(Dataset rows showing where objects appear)
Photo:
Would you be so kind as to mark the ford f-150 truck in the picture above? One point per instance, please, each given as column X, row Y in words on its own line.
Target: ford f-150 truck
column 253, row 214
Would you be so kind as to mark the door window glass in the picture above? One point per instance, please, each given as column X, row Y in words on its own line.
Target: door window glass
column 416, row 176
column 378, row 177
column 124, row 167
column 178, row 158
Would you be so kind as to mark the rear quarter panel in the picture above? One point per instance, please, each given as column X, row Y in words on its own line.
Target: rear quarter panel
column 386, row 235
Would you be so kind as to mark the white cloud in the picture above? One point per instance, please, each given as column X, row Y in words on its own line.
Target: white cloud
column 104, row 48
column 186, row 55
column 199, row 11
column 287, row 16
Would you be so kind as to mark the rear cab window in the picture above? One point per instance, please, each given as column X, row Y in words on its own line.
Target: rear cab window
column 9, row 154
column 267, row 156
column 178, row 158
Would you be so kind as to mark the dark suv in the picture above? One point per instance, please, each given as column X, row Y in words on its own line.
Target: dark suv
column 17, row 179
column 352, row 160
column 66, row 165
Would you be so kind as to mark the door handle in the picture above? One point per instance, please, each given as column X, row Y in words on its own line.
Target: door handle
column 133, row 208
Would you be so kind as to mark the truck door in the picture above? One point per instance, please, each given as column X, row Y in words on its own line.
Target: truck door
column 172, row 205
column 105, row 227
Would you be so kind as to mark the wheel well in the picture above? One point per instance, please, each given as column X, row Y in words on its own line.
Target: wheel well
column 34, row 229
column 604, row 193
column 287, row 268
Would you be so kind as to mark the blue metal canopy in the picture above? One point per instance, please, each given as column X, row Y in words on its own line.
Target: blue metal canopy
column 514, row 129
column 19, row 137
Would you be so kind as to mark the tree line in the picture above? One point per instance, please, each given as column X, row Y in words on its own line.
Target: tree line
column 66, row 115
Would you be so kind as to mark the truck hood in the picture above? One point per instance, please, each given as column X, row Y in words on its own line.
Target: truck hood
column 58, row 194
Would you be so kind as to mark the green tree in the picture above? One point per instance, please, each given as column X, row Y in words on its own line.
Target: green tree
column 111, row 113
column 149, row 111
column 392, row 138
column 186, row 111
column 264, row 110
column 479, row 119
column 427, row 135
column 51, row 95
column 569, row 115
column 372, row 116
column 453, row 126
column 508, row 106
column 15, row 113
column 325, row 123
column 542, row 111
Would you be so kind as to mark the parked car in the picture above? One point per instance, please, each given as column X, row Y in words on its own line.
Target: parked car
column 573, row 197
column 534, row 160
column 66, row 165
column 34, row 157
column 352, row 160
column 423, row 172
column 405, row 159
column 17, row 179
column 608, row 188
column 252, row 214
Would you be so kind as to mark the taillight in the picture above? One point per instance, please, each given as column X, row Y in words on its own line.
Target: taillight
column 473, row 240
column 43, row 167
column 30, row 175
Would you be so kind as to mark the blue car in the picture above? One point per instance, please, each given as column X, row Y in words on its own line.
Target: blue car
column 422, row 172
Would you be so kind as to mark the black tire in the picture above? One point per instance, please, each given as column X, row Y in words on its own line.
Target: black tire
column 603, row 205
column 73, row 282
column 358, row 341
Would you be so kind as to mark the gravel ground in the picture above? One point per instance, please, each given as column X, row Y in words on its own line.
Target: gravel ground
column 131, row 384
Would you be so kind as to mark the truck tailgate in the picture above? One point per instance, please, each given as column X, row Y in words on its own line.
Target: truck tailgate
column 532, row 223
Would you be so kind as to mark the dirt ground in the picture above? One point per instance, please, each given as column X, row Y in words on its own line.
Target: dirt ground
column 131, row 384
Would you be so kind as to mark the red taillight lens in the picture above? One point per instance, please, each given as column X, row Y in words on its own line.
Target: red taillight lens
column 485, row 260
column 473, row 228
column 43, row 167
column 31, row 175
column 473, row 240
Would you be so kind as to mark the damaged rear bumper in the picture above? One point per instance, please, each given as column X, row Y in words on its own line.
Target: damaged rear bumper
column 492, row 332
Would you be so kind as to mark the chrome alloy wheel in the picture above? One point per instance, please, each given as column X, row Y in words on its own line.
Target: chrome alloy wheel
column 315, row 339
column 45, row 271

• **What this task involves**:
Copy the records above word for word, from their first line up to and including the line that contains "column 253, row 214".

• **Answer below**:
Photo:
Would you be so kind as to mark the ford f-150 truck in the picture above? One point per instance, please, each given as column X, row Y in words on its own line.
Target: ford f-150 truck
column 253, row 214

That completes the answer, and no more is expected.